Estratto:
☆ ☆ ☆ ☆
Gaza: non solo la guerra uccide

Il conflitto tra Israele e Palestina non è l’unica ragione per cui migliaia di persone sono morte in questi decenni a Gaza.
La guerra ha aggravato la già precaria condizione delle acque della città: il 95% delle risorse idriche di Gaza sono inquinate e rappresentano una delle principali cause di decesso tra bambini al di sotto dei 5 anni e per le donne in stato di gravidanza.
Gaza è una delle aree a più alta densità popolare, circa 4353 persone per chilometro quadrato; la maggior parte delle famiglie residenti nella striscia non ha la possibilità di attingere acqua potabile. Questo impedisce loro di svolgere anche i compiti più semplici, come cucinare o fare il bucato.

striscia di Gaza

Una popolazione così numerosa, costretta a vivere in un lembo di terra molto ristretto, produce rapidamente un alto numero di rifiuti che contribuiscono all’inquinamento delle acque.
☆ ☆ ☆ ☆
Compito A: Quali cifre numeriche compaiono nell'estratto su Gaza? Elencale tutte.
Compito B: Riscrivi l'estratto su Gaza da "La guerra ha" fino a "stato di gravidanza." compreso, cambiando "inquinate" in "contaminate".
☆ ☆ ☆ ☆
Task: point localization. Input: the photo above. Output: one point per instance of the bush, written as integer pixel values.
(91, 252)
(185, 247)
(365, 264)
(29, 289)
☆ ☆ ☆ ☆
Risposta scritta A:
- 95%
- 5 (anni)
- 4353 (persone per chilometro quadrato)

Risposta scritta B:
La guerra ha aggravato la già precaria condizione delle acque della città: il 95% delle risorse idriche di Gaza sono contaminate e rappresentano una delle principali cause di decesso tra bambini al di sotto dei 5 anni e per le donne in stato di gravidanza.